Text shown »

There is a profound wisdom beautifully expressed in the concluding passage of the discourse, entitled-we must add, with with some want of good taste-"The Besetting God:"

"It is not apparently the design of Heaven that we should be permitted to seek rest and to desire ease in this aspiring state; and it is the vain attempt to make compromise between duty and indulgence, that creates the corrosions of conscience, and the perpetual disquietudes of spirit, and disappoints our own ideal from day to day and from year to year. There is no way to the peace of God but by absolute self-abandonment to his will that whispers within us, without reservation of happiness or self. Then, the relinquishment once made,--giving ourselves up to any high faith within the heart,—the sorrows of mortality, its reproaches, its fears, will soon vanish, and even death be robbed of its terrors; for, to quote the noble words of Lord Bacon, 'He that dies in an earnest pursuit is like one that is wounded in hot blood, who for the time scarce feels the hurt; and therefore a mind fixed and bent upon somewhat that is good, doth best avert the dolours of death."". p. 31.

How deep an insight into character is displayed in the following portraiture, where many a mind will recognize features that it has known in its living experience !

Data block »

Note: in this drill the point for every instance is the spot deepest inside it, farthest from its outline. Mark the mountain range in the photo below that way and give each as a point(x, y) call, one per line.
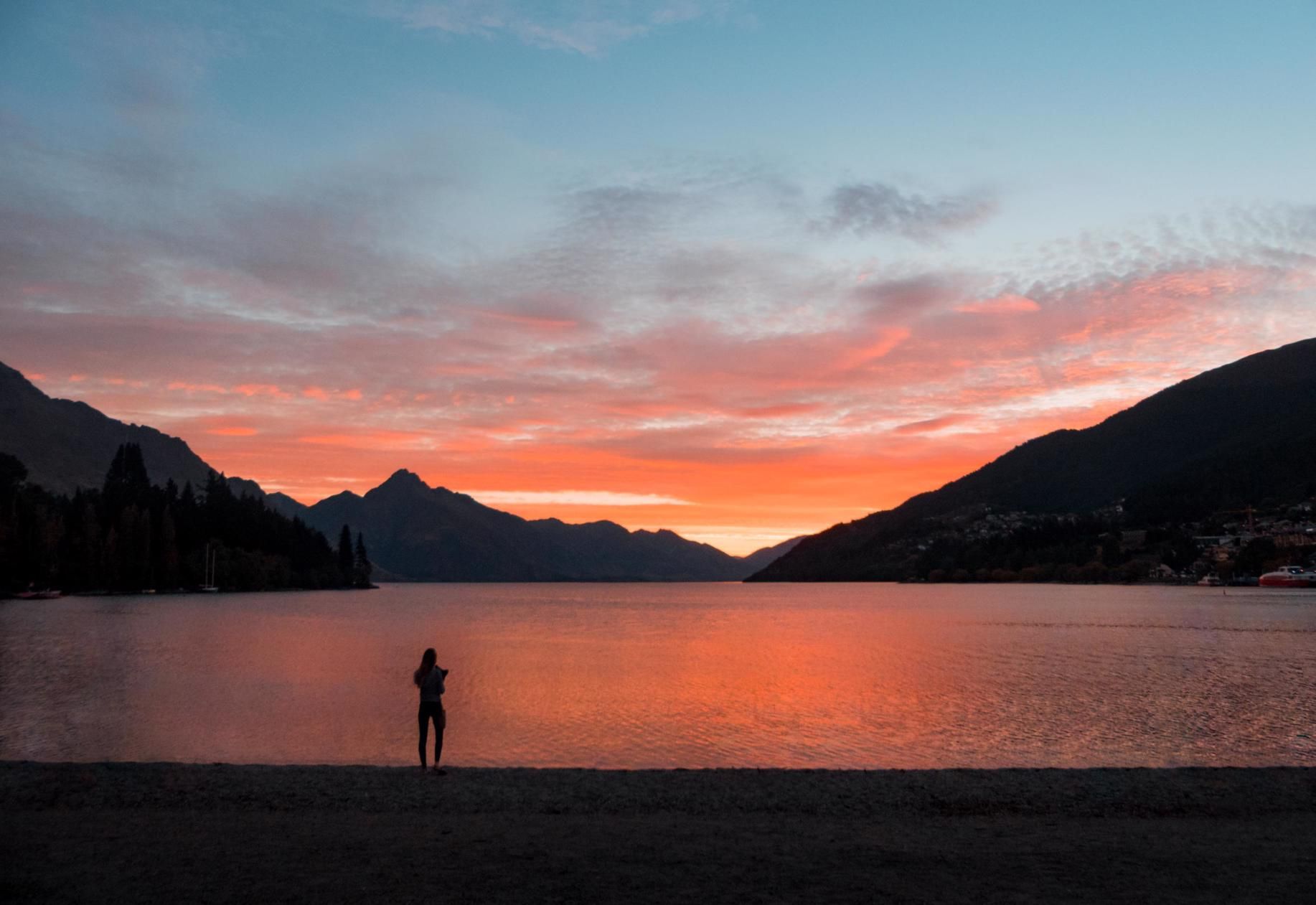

Given exercise » According to the excerpt about the discourse, what is the discourse's title?

Exercise response » "The Besetting God"